Records to use Block Start

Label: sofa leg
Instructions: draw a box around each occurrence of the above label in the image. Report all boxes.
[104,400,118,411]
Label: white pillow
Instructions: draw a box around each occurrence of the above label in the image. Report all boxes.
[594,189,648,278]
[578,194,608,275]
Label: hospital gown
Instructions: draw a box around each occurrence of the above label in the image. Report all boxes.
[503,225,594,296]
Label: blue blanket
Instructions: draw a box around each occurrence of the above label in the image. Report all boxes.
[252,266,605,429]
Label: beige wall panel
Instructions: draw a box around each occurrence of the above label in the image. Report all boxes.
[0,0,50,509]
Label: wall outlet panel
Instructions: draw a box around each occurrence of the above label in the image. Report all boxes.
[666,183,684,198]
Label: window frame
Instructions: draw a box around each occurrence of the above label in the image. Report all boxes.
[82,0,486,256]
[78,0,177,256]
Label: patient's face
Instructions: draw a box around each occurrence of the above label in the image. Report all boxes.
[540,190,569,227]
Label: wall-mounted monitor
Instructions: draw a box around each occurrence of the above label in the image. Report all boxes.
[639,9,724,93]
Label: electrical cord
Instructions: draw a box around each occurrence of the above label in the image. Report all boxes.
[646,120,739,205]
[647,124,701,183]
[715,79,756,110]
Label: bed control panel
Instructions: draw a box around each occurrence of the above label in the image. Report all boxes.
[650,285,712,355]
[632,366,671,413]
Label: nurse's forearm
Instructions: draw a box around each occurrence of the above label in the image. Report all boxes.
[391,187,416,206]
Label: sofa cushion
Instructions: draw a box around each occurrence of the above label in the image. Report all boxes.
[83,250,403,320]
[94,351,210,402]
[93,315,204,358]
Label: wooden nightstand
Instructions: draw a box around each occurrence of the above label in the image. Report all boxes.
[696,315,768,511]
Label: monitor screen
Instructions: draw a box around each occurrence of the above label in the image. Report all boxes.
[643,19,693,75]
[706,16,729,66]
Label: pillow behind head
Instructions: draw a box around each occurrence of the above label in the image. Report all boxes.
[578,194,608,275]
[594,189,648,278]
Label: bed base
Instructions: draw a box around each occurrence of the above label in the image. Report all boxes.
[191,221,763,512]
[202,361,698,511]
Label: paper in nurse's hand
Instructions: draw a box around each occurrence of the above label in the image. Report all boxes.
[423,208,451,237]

Records to use Block End

:: Work to be completed ::
Every line above that includes the word "monitor" must appear in the answer.

:: Exercise result ::
Label: wall-mounted monitor
Label: monitor screen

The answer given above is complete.